▶ TASK DIRECTIONS: Locate every line in the items below that contains the string "tree", matching case exactly, and copy each of those lines.

▶ DATASET CONTENT:

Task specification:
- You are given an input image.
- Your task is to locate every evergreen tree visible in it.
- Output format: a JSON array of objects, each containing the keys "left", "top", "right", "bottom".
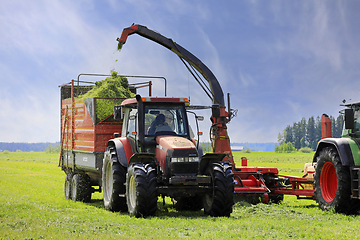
[{"left": 305, "top": 116, "right": 317, "bottom": 150}]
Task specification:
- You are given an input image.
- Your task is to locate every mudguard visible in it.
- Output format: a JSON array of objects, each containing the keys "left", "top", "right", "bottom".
[
  {"left": 108, "top": 137, "right": 133, "bottom": 168},
  {"left": 313, "top": 138, "right": 359, "bottom": 166}
]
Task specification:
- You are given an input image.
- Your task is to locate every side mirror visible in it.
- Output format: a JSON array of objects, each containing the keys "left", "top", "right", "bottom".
[
  {"left": 345, "top": 108, "right": 354, "bottom": 129},
  {"left": 211, "top": 104, "right": 220, "bottom": 118},
  {"left": 196, "top": 116, "right": 204, "bottom": 121},
  {"left": 114, "top": 106, "right": 123, "bottom": 120}
]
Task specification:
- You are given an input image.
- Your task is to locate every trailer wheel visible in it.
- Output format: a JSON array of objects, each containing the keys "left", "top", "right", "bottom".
[
  {"left": 64, "top": 173, "right": 73, "bottom": 200},
  {"left": 102, "top": 147, "right": 127, "bottom": 212},
  {"left": 203, "top": 162, "right": 234, "bottom": 217},
  {"left": 314, "top": 147, "right": 360, "bottom": 214},
  {"left": 71, "top": 173, "right": 92, "bottom": 202},
  {"left": 126, "top": 163, "right": 158, "bottom": 217}
]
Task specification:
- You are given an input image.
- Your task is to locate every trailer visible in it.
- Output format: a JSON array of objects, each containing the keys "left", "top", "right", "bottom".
[{"left": 59, "top": 25, "right": 315, "bottom": 217}]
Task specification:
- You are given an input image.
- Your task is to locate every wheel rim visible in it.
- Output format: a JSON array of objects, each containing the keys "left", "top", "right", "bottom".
[
  {"left": 320, "top": 162, "right": 337, "bottom": 203},
  {"left": 129, "top": 176, "right": 136, "bottom": 207},
  {"left": 105, "top": 162, "right": 113, "bottom": 199}
]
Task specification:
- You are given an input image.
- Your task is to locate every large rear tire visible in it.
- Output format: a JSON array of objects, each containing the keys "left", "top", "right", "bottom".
[
  {"left": 314, "top": 147, "right": 360, "bottom": 214},
  {"left": 126, "top": 163, "right": 158, "bottom": 217},
  {"left": 203, "top": 162, "right": 234, "bottom": 217},
  {"left": 102, "top": 147, "right": 127, "bottom": 212}
]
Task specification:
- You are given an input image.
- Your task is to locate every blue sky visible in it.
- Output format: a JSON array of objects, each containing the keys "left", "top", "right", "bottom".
[{"left": 0, "top": 0, "right": 360, "bottom": 142}]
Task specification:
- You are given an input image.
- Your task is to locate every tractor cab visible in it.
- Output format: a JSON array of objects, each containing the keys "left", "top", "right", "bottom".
[
  {"left": 114, "top": 95, "right": 192, "bottom": 153},
  {"left": 342, "top": 102, "right": 360, "bottom": 138}
]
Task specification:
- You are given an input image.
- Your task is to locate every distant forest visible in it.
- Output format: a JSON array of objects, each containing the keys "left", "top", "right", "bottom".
[
  {"left": 278, "top": 114, "right": 344, "bottom": 150},
  {"left": 0, "top": 142, "right": 60, "bottom": 152}
]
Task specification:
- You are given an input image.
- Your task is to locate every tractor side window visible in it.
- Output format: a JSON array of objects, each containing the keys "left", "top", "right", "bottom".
[
  {"left": 127, "top": 109, "right": 137, "bottom": 136},
  {"left": 145, "top": 105, "right": 188, "bottom": 136},
  {"left": 354, "top": 107, "right": 360, "bottom": 133}
]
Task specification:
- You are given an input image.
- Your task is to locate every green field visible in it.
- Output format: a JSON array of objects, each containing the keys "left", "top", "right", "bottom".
[{"left": 0, "top": 152, "right": 360, "bottom": 239}]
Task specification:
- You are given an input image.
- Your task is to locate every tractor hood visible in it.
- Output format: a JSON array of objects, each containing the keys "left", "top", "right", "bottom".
[{"left": 155, "top": 136, "right": 199, "bottom": 178}]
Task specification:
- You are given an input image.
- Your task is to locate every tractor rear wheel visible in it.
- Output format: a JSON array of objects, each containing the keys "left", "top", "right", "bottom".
[
  {"left": 314, "top": 147, "right": 359, "bottom": 214},
  {"left": 102, "top": 147, "right": 127, "bottom": 212},
  {"left": 64, "top": 173, "right": 73, "bottom": 200},
  {"left": 203, "top": 162, "right": 234, "bottom": 217},
  {"left": 126, "top": 163, "right": 158, "bottom": 217}
]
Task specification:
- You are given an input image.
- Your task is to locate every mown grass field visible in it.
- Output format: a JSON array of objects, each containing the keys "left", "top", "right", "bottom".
[{"left": 0, "top": 152, "right": 360, "bottom": 239}]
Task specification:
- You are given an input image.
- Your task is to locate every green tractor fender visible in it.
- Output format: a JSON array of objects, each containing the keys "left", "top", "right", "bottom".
[{"left": 313, "top": 138, "right": 360, "bottom": 166}]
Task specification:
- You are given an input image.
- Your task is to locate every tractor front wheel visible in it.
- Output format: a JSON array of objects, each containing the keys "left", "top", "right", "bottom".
[
  {"left": 102, "top": 147, "right": 127, "bottom": 212},
  {"left": 314, "top": 147, "right": 359, "bottom": 214},
  {"left": 203, "top": 162, "right": 234, "bottom": 217},
  {"left": 126, "top": 163, "right": 158, "bottom": 217}
]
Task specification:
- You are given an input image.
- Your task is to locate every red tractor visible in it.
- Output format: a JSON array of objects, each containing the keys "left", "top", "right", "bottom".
[{"left": 60, "top": 25, "right": 322, "bottom": 217}]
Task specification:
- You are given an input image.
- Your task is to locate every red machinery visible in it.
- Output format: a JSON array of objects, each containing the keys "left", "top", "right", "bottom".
[{"left": 117, "top": 25, "right": 314, "bottom": 203}]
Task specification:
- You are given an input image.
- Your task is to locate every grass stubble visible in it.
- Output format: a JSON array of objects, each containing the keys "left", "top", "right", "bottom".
[{"left": 0, "top": 152, "right": 360, "bottom": 239}]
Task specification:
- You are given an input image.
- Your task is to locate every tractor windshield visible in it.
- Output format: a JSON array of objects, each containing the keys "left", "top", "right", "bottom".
[{"left": 144, "top": 105, "right": 188, "bottom": 136}]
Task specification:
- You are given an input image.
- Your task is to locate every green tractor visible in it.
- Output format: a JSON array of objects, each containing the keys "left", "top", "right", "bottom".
[{"left": 313, "top": 102, "right": 360, "bottom": 214}]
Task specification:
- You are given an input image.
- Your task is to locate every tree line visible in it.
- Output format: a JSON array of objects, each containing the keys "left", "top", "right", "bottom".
[{"left": 278, "top": 114, "right": 344, "bottom": 150}]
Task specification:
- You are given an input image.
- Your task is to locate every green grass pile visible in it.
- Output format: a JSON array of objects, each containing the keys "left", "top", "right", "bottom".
[{"left": 79, "top": 71, "right": 135, "bottom": 123}]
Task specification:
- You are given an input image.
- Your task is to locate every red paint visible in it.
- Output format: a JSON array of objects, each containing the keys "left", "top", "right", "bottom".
[
  {"left": 118, "top": 137, "right": 133, "bottom": 162},
  {"left": 320, "top": 162, "right": 337, "bottom": 203}
]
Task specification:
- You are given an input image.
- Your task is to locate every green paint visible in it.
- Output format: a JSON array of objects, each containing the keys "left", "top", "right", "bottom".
[{"left": 347, "top": 138, "right": 360, "bottom": 166}]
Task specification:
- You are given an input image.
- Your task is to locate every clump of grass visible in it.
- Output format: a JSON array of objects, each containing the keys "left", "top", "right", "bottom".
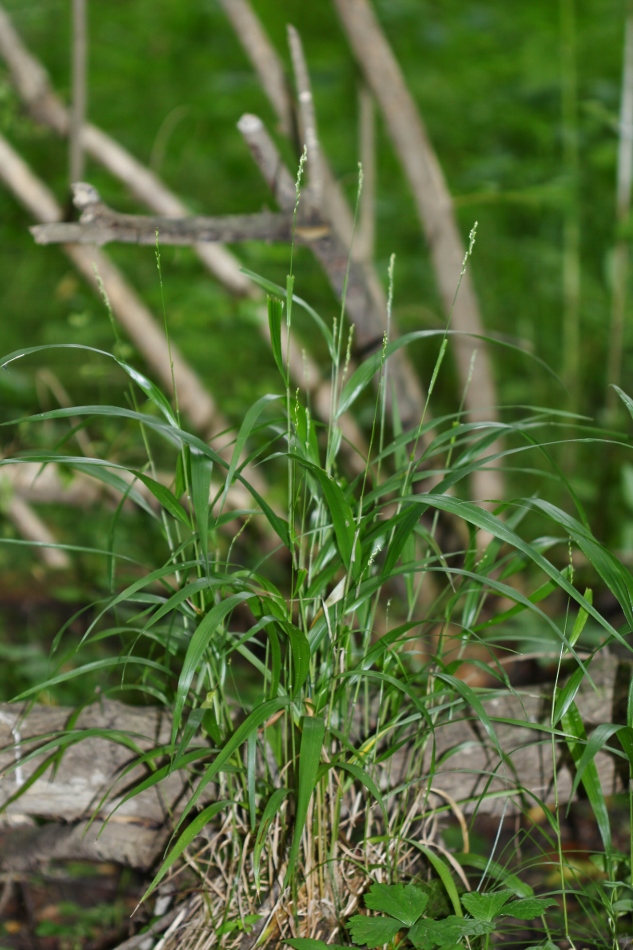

▶ RESULT:
- Your task is to locate every evergreen tree visible in it.
- Your task is to locate every tree line visible in it.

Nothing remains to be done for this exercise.